Your goal: List each line in the entries below that contains the string "green".

Given records:
>> Start
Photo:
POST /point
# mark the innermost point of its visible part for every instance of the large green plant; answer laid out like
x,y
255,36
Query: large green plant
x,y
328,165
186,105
>> End
>> Start
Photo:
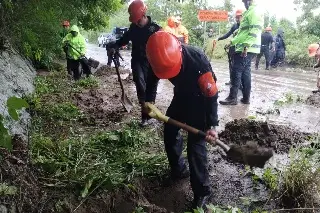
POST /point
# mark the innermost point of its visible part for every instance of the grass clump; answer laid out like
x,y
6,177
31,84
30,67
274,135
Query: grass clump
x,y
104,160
>> End
Full output:
# mark the innermost point of its visible part for every instance of the large green plant; answer laid out like
Query: large green plant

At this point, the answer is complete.